**ЗАДАНИЕ 1**. Перепечатайте из текста о Монпарнасе в первые дни войны фрагмент от слов «Жан-Поль Креспель продолжает» до слов «срочно изымая вклады.» включительно.

**ИСХОДНЫЙ ТЕКСТ**.
+ + + +
Многие друзья Пикассо ушли на фронт. Жорж Брак, Андре Дерен, Морис де Вламинк... Даже поэт Гийом Аполлинер (Вильгельм Костровицкий), который не подлежал мобилизации, «добровольцем явился на пункт городской» и стал одним из «новобранцев, утративших имя». Он встретил войну с восторгом, стремясь доказать, что является не польским эмигрантом, а настоящим французом. Все были уверены в том, что в такой момент отсиживаться дома недостойно мужчины.
Жан-Поль Креспель продолжает свой рассказ:
«В течение двух дней, предшествовавших началу военных действий, монпарнасские улицы походили на развороченный муравейник. Люди, словно обезумев, метались во всех направлениях.
Уже утром 30 июля стало ясно, что конфликт неизбежен. Перед продуктовыми магазинами образовались огромные очереди. Повинуясь древнему инстинкту, люди торопились сделать запасы: ходили слухи, что в лавках не будет продуктов [...] Точно так же осаждали банки и сберегательные кассы, срочно изымая вклады.
Волнение достигло апогея в субботу 1 августа, когда на стенах государственных учреждений появились первые объявления о всеобщей мобилизации [...] Разом опустели все мастерские и дома, толпа художников прихлынула к перекрестку Вавен, словно кровь к сердцу [...] Писатели и поэты давали себе отчет в трагизме наступающих событий. Кроме какого- нибудь Рене Дализа, насмешливо восклицавшего:
«Больше всего я опасаюсь сквозняков...» (он будет разорван снарядом), многие предчувствовали надвигающийся кошмар. Старая женщина, за несколько су читавшая по линиям руки судьбы посетителей, отказывалась говорить уезжавшим то, что видела на их ладонях [...]
2 августа психоз продолжал нарастать. Париж лихорадило, стояла изнурительная жара. Оправдывая пророчества тех, кто накануне грабил склады, в магазинах опустили жалюзи. Огромное скопление народа на улицах создавало впечатление, что в ту ночь никто не спал. Социальные барьеры рухнули, незнакомые люди запросто заговаривали друг с другом; все смешались в едином безудержном порыве. На бульваре Монпарнас толпа неистово приветствовала 11-й и 12-й полки кирасиров из Военной школы, 23- й колониальный полк из Лурсинской казармы и 102-й линейный из казармы Бабилон. С оркестром во главе и развернутыми знаменами они маршировали к Восточному вокзалу, сопровождаемые огромной толпой мужчин и женщин, кричащих одно и тоже: «На Берлин!» Безумно возбужденные женщины целовали солдат и осыпали их цветами. Стараясь не отставать, они шли за солдатами широким шагом, уродливо-комичные в своих зауженных юбках [...] Илья Оренбург, живший в отеле «Ницца», вспоминал, как в ту ночь толпы людей нескончаемым потоком проходили под его окнами по бульвару Монпарнас. А утром хозяин гостиницы попрощался с постояльцами, в большинстве иностранцами: он отправлялся на фронт. Запинаясь от волнения, он наказал жене не требовать плату за жилье с иностранцев до тех пор, пока не кончится война. Правда, все поголовно пребывали в уверенности, что это - дело нескольких дней [...]
С первых дней мобилизации многие иностранные художники откликнулись на призыв Блеза Сандрара[2] и Риччото Канудо[3] вступать в ряды французской армии. У Дома инвалидов очередь добровольцев растянулась по эспланаде. В ней стояло много монпарнасских художников - русских, польских, итальянских, скандинавских [...]
Возвращаясь к этим лихорадочным дням, Роже Уайльд, не только их свидетель, но и непосредственный участник, рассказывал: «В«Ротонде» оставался лишь всякий сброд. Все остальные ушли на фронт или в добровольцы... Помнится, был один красивый юноша, норвежский художник Иван Лунберг. Он тоже завербовался в первый иностранный полк и оставался в нем до конца войны. Когда, незадолго до перемирия, его убили, он по-прежнему не знал французского языка». Очевидно, Лунберг не был исключением.
+ + + +
Необработанные строки
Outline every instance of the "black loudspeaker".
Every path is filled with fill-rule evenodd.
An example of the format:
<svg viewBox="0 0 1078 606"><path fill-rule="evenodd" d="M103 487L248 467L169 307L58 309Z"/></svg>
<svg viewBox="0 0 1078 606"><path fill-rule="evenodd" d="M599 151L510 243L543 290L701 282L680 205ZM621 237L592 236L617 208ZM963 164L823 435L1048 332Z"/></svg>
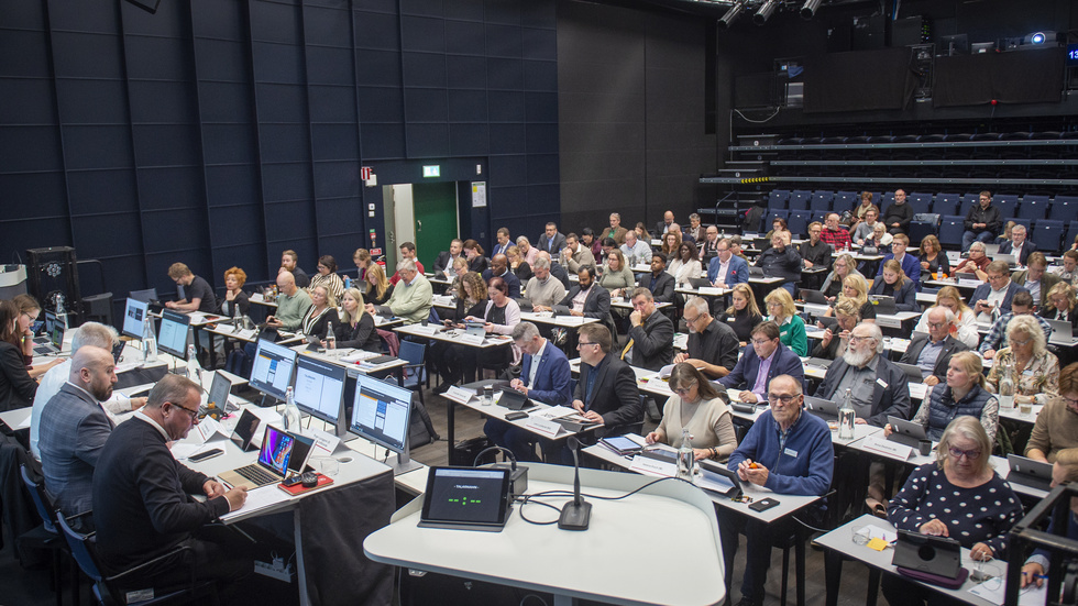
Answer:
<svg viewBox="0 0 1078 606"><path fill-rule="evenodd" d="M30 294L47 311L73 313L81 318L82 297L78 288L75 249L51 246L26 251L26 282ZM74 326L68 323L68 326Z"/></svg>

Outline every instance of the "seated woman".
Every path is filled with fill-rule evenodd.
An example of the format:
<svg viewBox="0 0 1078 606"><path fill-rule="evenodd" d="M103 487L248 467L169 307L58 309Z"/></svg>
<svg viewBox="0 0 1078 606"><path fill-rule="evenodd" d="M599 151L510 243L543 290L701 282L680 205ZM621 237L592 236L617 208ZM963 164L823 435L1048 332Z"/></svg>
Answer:
<svg viewBox="0 0 1078 606"><path fill-rule="evenodd" d="M974 560L1003 558L1008 532L1022 516L1011 486L996 474L992 442L975 417L950 421L936 449L936 461L913 470L891 499L888 520L895 528L950 537L968 548ZM979 507L963 507L977 503ZM936 592L901 576L883 575L888 604L925 604Z"/></svg>
<svg viewBox="0 0 1078 606"><path fill-rule="evenodd" d="M319 340L326 339L330 323L334 331L337 324L341 323L341 317L337 313L337 298L324 284L319 284L310 289L310 304L304 319L299 321L299 332Z"/></svg>
<svg viewBox="0 0 1078 606"><path fill-rule="evenodd" d="M968 415L980 421L988 441L996 443L999 412L1000 403L988 392L980 356L974 352L959 352L950 357L947 382L932 388L913 416L913 422L925 428L930 440L939 441L950 421ZM883 426L883 436L891 432L890 423Z"/></svg>
<svg viewBox="0 0 1078 606"><path fill-rule="evenodd" d="M701 272L700 254L696 245L682 242L678 247L676 258L667 265L667 273L674 277L675 285L689 284L690 278L698 278Z"/></svg>
<svg viewBox="0 0 1078 606"><path fill-rule="evenodd" d="M917 258L921 261L922 282L932 279L933 274L937 277L950 274L950 260L947 258L947 253L943 252L939 239L935 235L924 236L921 241L921 255Z"/></svg>
<svg viewBox="0 0 1078 606"><path fill-rule="evenodd" d="M849 275L865 277L860 272L857 271L857 261L854 260L853 255L840 254L835 263L832 265L831 273L827 274L827 279L824 280L823 286L820 290L823 291L824 296L827 297L828 301L834 302L839 295L843 294L843 283Z"/></svg>
<svg viewBox="0 0 1078 606"><path fill-rule="evenodd" d="M894 309L898 311L920 311L917 305L917 287L902 271L902 264L893 258L883 263L883 275L876 278L869 295L894 297Z"/></svg>
<svg viewBox="0 0 1078 606"><path fill-rule="evenodd" d="M923 275L923 274L922 274ZM966 305L958 289L954 286L944 286L936 293L936 305L946 307L955 315L955 326L950 329L950 335L958 339L970 349L977 348L980 342L980 334L977 333L977 315ZM928 315L922 313L921 320L914 332L928 332Z"/></svg>
<svg viewBox="0 0 1078 606"><path fill-rule="evenodd" d="M800 356L809 355L809 337L805 321L798 316L798 306L785 288L776 288L763 297L768 305L768 320L779 327L779 342Z"/></svg>
<svg viewBox="0 0 1078 606"><path fill-rule="evenodd" d="M1071 482L1078 482L1078 448L1060 450L1056 453L1056 462L1052 464L1053 488ZM1066 537L1071 541L1078 541L1078 497L1070 497L1067 506L1070 511L1068 513ZM1047 531L1052 535L1064 536L1060 530L1055 528L1055 516L1048 518ZM1052 555L1046 549L1037 549L1025 560L1025 565L1022 566L1023 587L1031 583L1036 583L1038 587L1044 584L1044 575L1048 574L1050 558ZM1052 602L1055 599L1056 596L1052 597Z"/></svg>
<svg viewBox="0 0 1078 606"><path fill-rule="evenodd" d="M861 321L860 307L853 299L843 299L835 305L835 318L838 319L840 332L836 334L832 329L824 330L823 339L812 349L812 357L838 360L846 353L849 331Z"/></svg>
<svg viewBox="0 0 1078 606"><path fill-rule="evenodd" d="M18 305L0 300L0 412L30 406L37 393L37 382L26 371L22 349L22 338L29 329L30 318L19 311Z"/></svg>
<svg viewBox="0 0 1078 606"><path fill-rule="evenodd" d="M382 351L382 338L374 329L374 318L363 306L363 295L359 288L344 290L341 299L341 321L334 327L337 346L352 348L370 352Z"/></svg>
<svg viewBox="0 0 1078 606"><path fill-rule="evenodd" d="M632 269L626 266L625 255L620 250L610 249L606 253L606 266L598 277L598 285L609 290L612 297L625 296L636 287L636 277L632 276Z"/></svg>
<svg viewBox="0 0 1078 606"><path fill-rule="evenodd" d="M344 280L337 275L337 261L330 255L318 257L318 273L310 277L308 293L312 293L318 285L324 285L326 290L333 296L333 300L339 300L344 294Z"/></svg>
<svg viewBox="0 0 1078 606"><path fill-rule="evenodd" d="M692 364L682 362L670 373L670 390L673 395L662 407L659 427L646 436L648 443L681 448L682 430L688 429L696 461L729 459L737 448L737 436L725 388L719 392Z"/></svg>
<svg viewBox="0 0 1078 606"><path fill-rule="evenodd" d="M531 265L520 256L520 249L518 246L509 246L505 250L505 256L509 260L509 271L517 276L520 284L528 284L528 280L535 274L531 272Z"/></svg>
<svg viewBox="0 0 1078 606"><path fill-rule="evenodd" d="M1014 367L1015 404L1047 404L1059 395L1059 360L1045 346L1044 331L1033 316L1015 316L1007 323L1007 348L996 352L988 373L988 390L999 394L1007 366Z"/></svg>
<svg viewBox="0 0 1078 606"><path fill-rule="evenodd" d="M734 285L730 289L730 304L722 320L734 329L737 340L744 348L752 338L752 327L763 321L763 315L760 313L760 308L756 305L756 295L748 284Z"/></svg>
<svg viewBox="0 0 1078 606"><path fill-rule="evenodd" d="M1048 320L1070 322L1070 330L1078 332L1078 299L1075 298L1075 287L1066 282L1057 283L1048 290L1048 305L1041 310L1041 317Z"/></svg>
<svg viewBox="0 0 1078 606"><path fill-rule="evenodd" d="M393 285L389 284L389 278L385 276L385 269L377 263L372 263L367 266L366 275L363 277L363 282L366 283L363 300L374 306L385 305L393 295Z"/></svg>
<svg viewBox="0 0 1078 606"><path fill-rule="evenodd" d="M246 316L251 309L251 299L243 291L243 285L248 282L248 274L239 267L229 267L224 271L224 298L220 299L222 316L235 318Z"/></svg>

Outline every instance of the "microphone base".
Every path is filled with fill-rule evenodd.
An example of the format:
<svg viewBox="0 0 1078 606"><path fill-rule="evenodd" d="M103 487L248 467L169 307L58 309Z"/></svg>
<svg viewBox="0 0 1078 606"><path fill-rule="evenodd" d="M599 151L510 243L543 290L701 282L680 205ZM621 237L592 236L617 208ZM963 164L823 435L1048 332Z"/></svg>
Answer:
<svg viewBox="0 0 1078 606"><path fill-rule="evenodd" d="M562 530L587 530L592 517L592 504L581 500L580 504L569 502L561 509L558 528Z"/></svg>

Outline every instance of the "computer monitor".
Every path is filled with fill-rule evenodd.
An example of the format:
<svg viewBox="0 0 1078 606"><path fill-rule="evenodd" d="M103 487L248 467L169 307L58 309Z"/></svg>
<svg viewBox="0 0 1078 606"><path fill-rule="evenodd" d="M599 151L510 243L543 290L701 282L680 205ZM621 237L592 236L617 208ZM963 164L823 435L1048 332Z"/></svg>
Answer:
<svg viewBox="0 0 1078 606"><path fill-rule="evenodd" d="M187 357L187 330L191 319L186 313L165 309L161 312L161 329L157 331L157 349L184 360Z"/></svg>
<svg viewBox="0 0 1078 606"><path fill-rule="evenodd" d="M296 362L296 406L333 426L337 436L345 432L344 382L348 370L338 364L300 355Z"/></svg>
<svg viewBox="0 0 1078 606"><path fill-rule="evenodd" d="M142 339L142 322L146 318L146 301L128 298L128 306L123 310L123 329L120 331L132 339Z"/></svg>
<svg viewBox="0 0 1078 606"><path fill-rule="evenodd" d="M397 453L393 474L418 469L408 453L411 422L411 392L369 375L355 377L355 400L349 431Z"/></svg>
<svg viewBox="0 0 1078 606"><path fill-rule="evenodd" d="M271 341L258 341L251 364L251 387L284 401L296 368L296 352Z"/></svg>

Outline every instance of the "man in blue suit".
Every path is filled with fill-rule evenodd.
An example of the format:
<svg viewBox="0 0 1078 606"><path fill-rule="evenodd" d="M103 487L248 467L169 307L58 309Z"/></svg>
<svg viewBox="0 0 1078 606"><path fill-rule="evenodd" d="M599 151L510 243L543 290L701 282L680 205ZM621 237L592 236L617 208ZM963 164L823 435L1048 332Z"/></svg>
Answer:
<svg viewBox="0 0 1078 606"><path fill-rule="evenodd" d="M524 352L520 378L509 387L528 398L551 406L569 406L573 395L570 389L572 373L569 359L549 341L539 337L539 329L531 322L520 322L513 328L513 342ZM535 434L491 417L483 428L497 445L513 451L517 461L535 461Z"/></svg>
<svg viewBox="0 0 1078 606"><path fill-rule="evenodd" d="M768 400L768 385L779 375L790 375L802 385L805 368L792 350L779 342L779 327L765 321L752 328L752 346L737 361L730 374L718 379L729 389L743 389L739 399L747 404Z"/></svg>
<svg viewBox="0 0 1078 606"><path fill-rule="evenodd" d="M749 280L749 263L734 254L728 238L719 240L715 251L718 255L707 264L707 282L718 288L730 288Z"/></svg>

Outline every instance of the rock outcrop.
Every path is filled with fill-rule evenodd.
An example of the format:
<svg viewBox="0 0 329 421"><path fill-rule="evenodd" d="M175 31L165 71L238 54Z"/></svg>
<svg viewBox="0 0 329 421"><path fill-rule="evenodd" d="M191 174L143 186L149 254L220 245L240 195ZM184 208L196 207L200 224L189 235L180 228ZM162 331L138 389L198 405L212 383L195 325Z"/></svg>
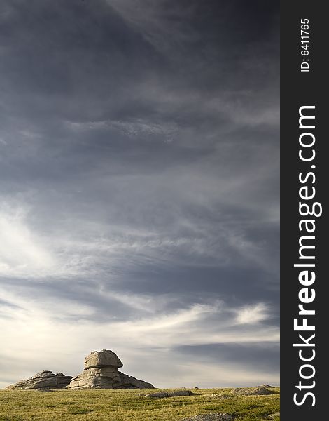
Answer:
<svg viewBox="0 0 329 421"><path fill-rule="evenodd" d="M21 380L10 385L7 389L64 389L71 382L71 375L64 375L62 373L54 374L48 370L35 374L26 380Z"/></svg>
<svg viewBox="0 0 329 421"><path fill-rule="evenodd" d="M93 351L85 359L83 371L72 379L67 389L154 389L150 383L120 373L122 366L112 351Z"/></svg>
+ + + +
**ЗАДАНИЕ 2**. Оформите строки исходных данных выше как JSON-список строк, начиная с самой первой строки и заканчивая строкой с «294L47 311L73 313L81» включительно, по одной записи списка на каждую строку и без пустых строк. Картинки в ответ не включайте.

**ОБРАЗЕЦ ОТВЕТА 1**.
Жан-Поль Креспель продолжает свой рассказ:
«В течение двух дней, предшествовавших началу военных действий, монпарнасские улицы походили на развороченный муравейник. Люди, словно обезумев, метались во всех направлениях.
Уже утром 30 июля стало ясно, что конфликт неизбежен. Перед продуктовыми магазинами образовались огромные очереди. Повинуясь древнему инстинкту, люди торопились сделать запасы: ходили слухи, что в лавках не будет продуктов [...] Точно так же осаждали банки и сберегательные кассы, срочно изымая вклады.

**ОБРАЗЕЦ ОТВЕТА 2**.
[
  "Outline every instance of the \"black loudspeaker\".",
  "Every path is filled with fill-rule evenodd.",
  "An example of the format:",
  "<svg viewBox=\"0 0 1078 606\"><path fill-rule=\"evenodd\" d=\"M103 487L248 467L169 307L58 309Z\"/></svg>",
  "<svg viewBox=\"0 0 1078 606\"><path fill-rule=\"evenodd\" d=\"M599 151L510 243L543 290L701 282L680 205ZM621 237L592 236L617 208ZM963 164L823 435L1048 332Z\"/></svg>",
  "Answer:",
  "<svg viewBox=\"0 0 1078 606\"><path fill-rule=\"evenodd\" d=\"M30 294L47 311L73 313L81 318L82 297L78 288L75 249L51 246L26 251L26 282ZM74 326L68 323L68 326Z\"/></svg>"
]